> _Records for this task_:

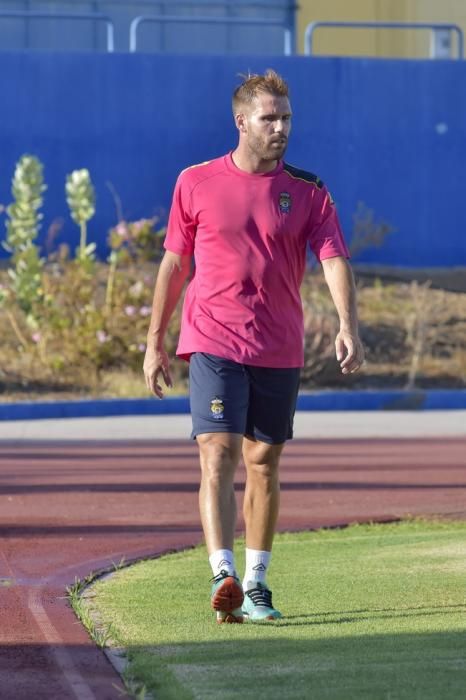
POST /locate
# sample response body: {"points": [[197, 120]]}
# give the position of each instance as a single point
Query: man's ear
{"points": [[241, 123]]}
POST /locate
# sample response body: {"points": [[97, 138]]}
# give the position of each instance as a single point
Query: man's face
{"points": [[266, 125]]}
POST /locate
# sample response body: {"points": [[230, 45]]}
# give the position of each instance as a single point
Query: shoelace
{"points": [[220, 576], [260, 596]]}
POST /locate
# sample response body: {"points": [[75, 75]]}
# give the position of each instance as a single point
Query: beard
{"points": [[268, 149]]}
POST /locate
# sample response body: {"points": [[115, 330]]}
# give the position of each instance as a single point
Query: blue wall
{"points": [[389, 133]]}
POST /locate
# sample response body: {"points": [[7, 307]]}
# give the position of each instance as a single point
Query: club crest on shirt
{"points": [[284, 202], [217, 408]]}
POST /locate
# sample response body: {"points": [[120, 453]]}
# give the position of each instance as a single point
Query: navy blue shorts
{"points": [[228, 397]]}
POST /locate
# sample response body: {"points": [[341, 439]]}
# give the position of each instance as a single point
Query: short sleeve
{"points": [[181, 228], [325, 234]]}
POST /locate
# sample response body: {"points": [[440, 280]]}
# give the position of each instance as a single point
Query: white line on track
{"points": [[78, 685]]}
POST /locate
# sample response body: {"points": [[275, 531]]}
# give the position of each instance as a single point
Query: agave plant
{"points": [[23, 225], [80, 195]]}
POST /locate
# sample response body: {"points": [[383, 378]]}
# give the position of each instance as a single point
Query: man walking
{"points": [[247, 219]]}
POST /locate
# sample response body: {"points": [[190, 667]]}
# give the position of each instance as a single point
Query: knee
{"points": [[218, 461], [266, 472]]}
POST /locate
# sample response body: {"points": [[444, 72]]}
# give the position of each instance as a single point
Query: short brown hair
{"points": [[253, 84]]}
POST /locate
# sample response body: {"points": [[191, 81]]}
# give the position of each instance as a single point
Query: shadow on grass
{"points": [[378, 666], [337, 618]]}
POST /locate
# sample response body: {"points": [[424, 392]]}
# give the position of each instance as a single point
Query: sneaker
{"points": [[227, 597], [257, 605]]}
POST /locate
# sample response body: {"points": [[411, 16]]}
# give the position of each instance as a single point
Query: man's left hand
{"points": [[350, 352]]}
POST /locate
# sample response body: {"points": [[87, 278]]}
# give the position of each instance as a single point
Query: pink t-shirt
{"points": [[249, 234]]}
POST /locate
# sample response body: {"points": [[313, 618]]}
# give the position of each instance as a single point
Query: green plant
{"points": [[80, 195], [24, 289]]}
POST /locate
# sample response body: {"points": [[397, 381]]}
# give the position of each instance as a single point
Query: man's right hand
{"points": [[156, 362]]}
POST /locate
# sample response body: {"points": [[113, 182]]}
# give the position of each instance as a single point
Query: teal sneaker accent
{"points": [[257, 605], [227, 597]]}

> _Written exercise_:
Reproduce the material above verbatim; omit every picture.

> _Solution to this task_:
POST /locate
# sample response body: {"points": [[197, 120]]}
# give the position of each instance as a single point
Query: man's ear
{"points": [[241, 123]]}
POST /locate
# sample response body: {"points": [[97, 138]]}
# give the position of each instance as a single point
Query: man's face
{"points": [[266, 125]]}
POST /locate
# sample response body: {"points": [[230, 45]]}
# give the position of each instance as a single point
Query: shoelace
{"points": [[220, 576], [260, 596]]}
POST /locate
# sample response body: {"points": [[75, 75]]}
# give the position of each instance as a single point
Query: beard
{"points": [[268, 149]]}
POST /locate
# sample response body: {"points": [[115, 330]]}
# give the position of each instance as a single point
Query: blue wall
{"points": [[389, 133]]}
POST /locate
# sample response body: {"points": [[7, 307]]}
# give the position of each instance as a single point
Query: club crest on shirt
{"points": [[284, 202], [217, 408]]}
POST /locate
# sample response body: {"points": [[120, 453]]}
# give the position of each instance as a single point
Query: navy blue shorts
{"points": [[228, 397]]}
POST /locate
# sample response body: {"points": [[341, 439]]}
# give the position of each instance as a single point
Query: short sleeve
{"points": [[181, 228], [325, 234]]}
POST /locate
# sample response body: {"points": [[440, 280]]}
# give the position of each instance as a single point
Query: white line on track
{"points": [[78, 685]]}
POST /locate
# sample response body: {"points": [[275, 531]]}
# give the position of each instance as a single point
Query: agave plant
{"points": [[23, 225], [80, 195]]}
POST /locate
# sample response body: {"points": [[383, 378]]}
# give the position of each instance as a single point
Query: man walking
{"points": [[247, 219]]}
POST /locate
# sample response body: {"points": [[190, 667]]}
# give the position of each instance as a single point
Query: knee
{"points": [[218, 461], [266, 472]]}
POST /locate
# sample response body: {"points": [[444, 72]]}
# give the position of each instance as a single point
Query: short brown hair
{"points": [[253, 84]]}
POST /locate
# sample response body: {"points": [[191, 81]]}
# give the position of each instance as a single point
Query: shadow on grass
{"points": [[378, 666], [337, 618]]}
POST /locate
# sample response body: {"points": [[424, 392]]}
# give the position of each instance as a single point
Query: sneaker
{"points": [[227, 597], [257, 605]]}
POST /locate
# sample response body: {"points": [[411, 16]]}
# give the position of each instance as a single point
Query: man's left hand
{"points": [[350, 352]]}
POST /locate
# sample response body: {"points": [[87, 278]]}
# give the position of each instance as a single point
Query: pink t-shirt
{"points": [[249, 234]]}
POST /locate
# sample response body: {"points": [[313, 618]]}
# give the position of each instance as a single point
Query: green plant
{"points": [[80, 195], [24, 289]]}
POST /locate
# sample response body: {"points": [[397, 381]]}
# give the position of each instance as a single point
Query: man's right hand
{"points": [[156, 362]]}
POST /locate
# sample response body: {"points": [[113, 182]]}
# give the position of each instance as a single point
Query: teal sneaker accent
{"points": [[257, 605], [227, 597]]}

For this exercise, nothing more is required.